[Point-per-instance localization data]
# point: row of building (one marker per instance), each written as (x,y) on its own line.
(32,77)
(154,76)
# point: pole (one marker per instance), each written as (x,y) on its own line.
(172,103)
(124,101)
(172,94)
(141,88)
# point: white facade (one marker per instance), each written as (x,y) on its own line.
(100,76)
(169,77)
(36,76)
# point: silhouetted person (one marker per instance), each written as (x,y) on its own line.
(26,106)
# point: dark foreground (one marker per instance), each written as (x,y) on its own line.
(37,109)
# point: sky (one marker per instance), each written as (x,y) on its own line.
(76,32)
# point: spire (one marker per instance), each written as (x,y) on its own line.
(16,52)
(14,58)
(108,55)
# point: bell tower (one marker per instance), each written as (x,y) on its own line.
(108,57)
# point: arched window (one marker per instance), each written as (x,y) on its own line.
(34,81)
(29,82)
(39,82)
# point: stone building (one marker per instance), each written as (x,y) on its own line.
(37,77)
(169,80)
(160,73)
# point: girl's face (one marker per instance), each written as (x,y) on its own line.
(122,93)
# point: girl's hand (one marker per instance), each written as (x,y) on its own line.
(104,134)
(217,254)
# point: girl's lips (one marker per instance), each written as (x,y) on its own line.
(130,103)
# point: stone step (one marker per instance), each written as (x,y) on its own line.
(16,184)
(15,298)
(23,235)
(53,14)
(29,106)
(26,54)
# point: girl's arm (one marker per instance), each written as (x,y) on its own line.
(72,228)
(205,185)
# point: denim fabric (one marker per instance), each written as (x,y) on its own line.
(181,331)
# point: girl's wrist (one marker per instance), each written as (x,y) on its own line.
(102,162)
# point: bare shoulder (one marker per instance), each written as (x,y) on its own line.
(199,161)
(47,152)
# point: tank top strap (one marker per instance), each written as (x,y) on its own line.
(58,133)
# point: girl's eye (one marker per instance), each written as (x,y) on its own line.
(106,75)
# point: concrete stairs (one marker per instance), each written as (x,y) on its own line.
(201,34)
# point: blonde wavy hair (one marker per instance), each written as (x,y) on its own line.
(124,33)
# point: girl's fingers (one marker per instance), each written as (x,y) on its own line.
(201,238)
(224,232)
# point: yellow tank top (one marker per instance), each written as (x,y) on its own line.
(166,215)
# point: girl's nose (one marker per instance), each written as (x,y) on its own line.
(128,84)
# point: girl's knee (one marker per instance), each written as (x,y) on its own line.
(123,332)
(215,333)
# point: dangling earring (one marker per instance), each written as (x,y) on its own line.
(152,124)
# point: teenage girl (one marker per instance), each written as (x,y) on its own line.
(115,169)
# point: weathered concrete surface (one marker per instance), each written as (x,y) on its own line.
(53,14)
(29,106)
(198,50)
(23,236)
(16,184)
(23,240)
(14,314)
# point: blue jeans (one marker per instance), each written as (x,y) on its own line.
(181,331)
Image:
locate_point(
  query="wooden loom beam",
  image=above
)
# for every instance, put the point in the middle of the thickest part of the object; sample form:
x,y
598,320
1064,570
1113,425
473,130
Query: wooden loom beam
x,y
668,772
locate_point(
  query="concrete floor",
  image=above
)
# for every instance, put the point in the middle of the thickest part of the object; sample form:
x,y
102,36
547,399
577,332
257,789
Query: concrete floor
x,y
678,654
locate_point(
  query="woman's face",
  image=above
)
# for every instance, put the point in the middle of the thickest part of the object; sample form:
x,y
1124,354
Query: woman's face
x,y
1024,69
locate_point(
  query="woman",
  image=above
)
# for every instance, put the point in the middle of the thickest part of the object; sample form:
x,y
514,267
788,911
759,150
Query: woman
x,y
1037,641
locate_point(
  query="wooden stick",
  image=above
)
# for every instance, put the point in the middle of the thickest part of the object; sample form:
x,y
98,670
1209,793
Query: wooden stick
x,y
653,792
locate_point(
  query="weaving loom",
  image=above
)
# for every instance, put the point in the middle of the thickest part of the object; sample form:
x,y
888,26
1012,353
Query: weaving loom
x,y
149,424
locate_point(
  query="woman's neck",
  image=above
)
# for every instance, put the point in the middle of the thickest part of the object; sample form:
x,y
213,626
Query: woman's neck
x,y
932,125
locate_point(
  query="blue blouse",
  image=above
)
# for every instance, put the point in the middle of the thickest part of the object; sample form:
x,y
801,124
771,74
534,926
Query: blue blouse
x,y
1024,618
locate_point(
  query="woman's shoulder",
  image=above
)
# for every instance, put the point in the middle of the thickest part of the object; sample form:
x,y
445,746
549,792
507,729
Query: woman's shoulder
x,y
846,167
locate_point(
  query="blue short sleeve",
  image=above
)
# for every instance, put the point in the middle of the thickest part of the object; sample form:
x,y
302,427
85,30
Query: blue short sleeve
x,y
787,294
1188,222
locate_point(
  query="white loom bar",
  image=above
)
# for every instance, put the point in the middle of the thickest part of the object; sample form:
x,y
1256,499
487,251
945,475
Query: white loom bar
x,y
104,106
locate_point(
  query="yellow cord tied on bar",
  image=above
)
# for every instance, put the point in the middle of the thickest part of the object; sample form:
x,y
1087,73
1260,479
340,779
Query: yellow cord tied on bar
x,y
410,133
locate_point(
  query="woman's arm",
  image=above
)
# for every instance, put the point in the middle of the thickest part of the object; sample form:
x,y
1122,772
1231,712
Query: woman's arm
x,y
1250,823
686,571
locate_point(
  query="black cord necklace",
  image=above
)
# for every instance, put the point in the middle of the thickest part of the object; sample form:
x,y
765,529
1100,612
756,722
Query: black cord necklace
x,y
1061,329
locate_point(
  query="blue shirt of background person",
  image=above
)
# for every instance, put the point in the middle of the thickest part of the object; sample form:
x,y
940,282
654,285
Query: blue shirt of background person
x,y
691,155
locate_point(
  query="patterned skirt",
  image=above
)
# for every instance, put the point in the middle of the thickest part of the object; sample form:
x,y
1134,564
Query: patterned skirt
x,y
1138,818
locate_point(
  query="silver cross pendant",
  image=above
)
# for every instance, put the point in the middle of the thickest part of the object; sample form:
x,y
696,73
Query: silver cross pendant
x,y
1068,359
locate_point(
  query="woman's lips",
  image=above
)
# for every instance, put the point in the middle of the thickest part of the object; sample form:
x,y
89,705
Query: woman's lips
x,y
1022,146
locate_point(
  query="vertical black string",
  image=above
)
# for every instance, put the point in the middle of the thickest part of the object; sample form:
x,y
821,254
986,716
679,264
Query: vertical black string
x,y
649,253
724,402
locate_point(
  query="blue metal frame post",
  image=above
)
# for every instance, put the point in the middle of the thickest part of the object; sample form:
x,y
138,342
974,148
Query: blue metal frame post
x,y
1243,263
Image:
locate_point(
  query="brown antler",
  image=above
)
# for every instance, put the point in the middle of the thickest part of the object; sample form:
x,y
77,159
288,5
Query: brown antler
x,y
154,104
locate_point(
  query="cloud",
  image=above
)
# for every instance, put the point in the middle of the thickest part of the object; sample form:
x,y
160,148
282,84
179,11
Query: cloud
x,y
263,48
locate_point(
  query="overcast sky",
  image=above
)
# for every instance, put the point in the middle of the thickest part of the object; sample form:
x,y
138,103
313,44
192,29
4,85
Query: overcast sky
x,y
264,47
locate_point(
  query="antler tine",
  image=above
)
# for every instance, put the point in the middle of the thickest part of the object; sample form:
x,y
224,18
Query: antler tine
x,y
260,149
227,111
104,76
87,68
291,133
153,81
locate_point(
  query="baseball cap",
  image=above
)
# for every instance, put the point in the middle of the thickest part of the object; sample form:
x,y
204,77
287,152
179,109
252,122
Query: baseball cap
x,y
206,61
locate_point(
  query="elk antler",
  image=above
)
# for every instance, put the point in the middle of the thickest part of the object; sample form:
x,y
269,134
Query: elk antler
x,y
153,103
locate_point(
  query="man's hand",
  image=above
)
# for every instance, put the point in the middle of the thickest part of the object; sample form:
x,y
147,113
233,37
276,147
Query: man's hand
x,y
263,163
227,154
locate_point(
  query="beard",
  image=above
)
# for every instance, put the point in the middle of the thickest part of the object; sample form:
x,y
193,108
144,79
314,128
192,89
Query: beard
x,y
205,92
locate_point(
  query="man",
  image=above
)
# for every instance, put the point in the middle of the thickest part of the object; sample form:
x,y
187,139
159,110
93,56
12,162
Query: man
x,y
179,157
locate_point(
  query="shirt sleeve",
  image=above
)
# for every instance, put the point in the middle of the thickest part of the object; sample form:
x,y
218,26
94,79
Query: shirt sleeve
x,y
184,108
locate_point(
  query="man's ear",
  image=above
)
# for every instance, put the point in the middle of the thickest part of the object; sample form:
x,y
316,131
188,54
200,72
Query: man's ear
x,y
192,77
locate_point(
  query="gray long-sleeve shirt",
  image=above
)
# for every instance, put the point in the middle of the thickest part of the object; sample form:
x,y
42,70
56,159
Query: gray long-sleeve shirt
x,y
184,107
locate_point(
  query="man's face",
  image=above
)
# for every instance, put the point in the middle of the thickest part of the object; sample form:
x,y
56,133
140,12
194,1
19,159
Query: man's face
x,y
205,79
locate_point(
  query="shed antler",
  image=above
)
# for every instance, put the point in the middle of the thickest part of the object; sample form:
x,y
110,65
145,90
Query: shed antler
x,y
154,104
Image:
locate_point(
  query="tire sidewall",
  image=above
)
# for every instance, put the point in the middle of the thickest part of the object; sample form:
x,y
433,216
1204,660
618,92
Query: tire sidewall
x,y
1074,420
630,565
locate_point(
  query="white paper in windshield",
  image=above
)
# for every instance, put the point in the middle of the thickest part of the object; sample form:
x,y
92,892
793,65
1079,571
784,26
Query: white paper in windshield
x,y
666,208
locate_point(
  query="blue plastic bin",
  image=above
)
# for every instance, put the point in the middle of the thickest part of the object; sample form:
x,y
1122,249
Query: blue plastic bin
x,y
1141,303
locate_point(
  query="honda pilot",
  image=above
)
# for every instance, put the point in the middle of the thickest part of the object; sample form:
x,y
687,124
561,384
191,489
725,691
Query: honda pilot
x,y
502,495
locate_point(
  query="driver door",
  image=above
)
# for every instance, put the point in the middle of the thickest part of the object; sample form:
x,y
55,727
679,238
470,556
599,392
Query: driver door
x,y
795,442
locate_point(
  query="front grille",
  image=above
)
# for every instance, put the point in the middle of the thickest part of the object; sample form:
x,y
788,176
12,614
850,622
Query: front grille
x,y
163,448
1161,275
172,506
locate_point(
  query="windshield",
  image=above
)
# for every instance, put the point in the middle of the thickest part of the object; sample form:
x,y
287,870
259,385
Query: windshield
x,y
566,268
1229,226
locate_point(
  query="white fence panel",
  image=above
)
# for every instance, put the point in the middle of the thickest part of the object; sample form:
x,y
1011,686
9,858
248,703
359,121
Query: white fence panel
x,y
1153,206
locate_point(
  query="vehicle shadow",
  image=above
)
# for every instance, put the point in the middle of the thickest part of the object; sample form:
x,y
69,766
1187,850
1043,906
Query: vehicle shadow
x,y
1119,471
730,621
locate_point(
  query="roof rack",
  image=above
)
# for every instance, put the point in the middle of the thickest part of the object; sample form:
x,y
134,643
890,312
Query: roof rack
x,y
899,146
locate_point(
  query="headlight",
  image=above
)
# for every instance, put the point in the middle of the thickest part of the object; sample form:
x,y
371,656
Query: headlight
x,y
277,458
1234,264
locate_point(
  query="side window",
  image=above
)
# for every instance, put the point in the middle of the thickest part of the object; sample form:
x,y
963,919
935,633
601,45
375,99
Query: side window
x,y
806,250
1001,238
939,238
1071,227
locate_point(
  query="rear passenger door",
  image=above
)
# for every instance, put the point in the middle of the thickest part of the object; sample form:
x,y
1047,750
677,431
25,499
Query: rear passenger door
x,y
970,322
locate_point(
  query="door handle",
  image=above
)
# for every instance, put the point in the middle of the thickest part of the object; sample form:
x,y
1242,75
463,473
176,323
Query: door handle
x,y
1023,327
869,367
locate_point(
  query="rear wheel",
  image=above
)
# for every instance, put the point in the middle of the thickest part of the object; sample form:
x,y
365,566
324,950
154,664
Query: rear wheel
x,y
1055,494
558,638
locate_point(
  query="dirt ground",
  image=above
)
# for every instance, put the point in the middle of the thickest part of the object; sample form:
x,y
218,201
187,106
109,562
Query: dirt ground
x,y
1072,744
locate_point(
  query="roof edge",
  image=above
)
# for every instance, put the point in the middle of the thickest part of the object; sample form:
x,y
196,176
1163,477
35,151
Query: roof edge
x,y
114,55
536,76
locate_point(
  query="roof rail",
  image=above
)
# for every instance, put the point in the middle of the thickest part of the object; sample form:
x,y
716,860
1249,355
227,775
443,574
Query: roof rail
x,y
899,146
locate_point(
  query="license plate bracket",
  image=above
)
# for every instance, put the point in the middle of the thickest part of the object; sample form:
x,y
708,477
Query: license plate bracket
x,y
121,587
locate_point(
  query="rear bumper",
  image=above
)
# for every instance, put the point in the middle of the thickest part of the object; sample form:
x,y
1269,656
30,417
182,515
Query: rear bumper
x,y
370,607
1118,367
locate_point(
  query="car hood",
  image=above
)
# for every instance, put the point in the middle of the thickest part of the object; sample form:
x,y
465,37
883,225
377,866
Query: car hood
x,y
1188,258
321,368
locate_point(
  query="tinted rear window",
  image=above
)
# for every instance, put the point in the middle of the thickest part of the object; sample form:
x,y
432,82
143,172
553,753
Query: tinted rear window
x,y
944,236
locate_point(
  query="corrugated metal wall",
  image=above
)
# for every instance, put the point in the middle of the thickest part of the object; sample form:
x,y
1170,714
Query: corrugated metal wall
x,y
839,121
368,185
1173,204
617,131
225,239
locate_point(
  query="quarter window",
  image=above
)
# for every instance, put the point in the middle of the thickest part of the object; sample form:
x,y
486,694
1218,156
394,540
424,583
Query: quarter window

Work request: Return every line holding the word "quarter" from the records.

Task answer:
  query="quarter window",
Query: quarter window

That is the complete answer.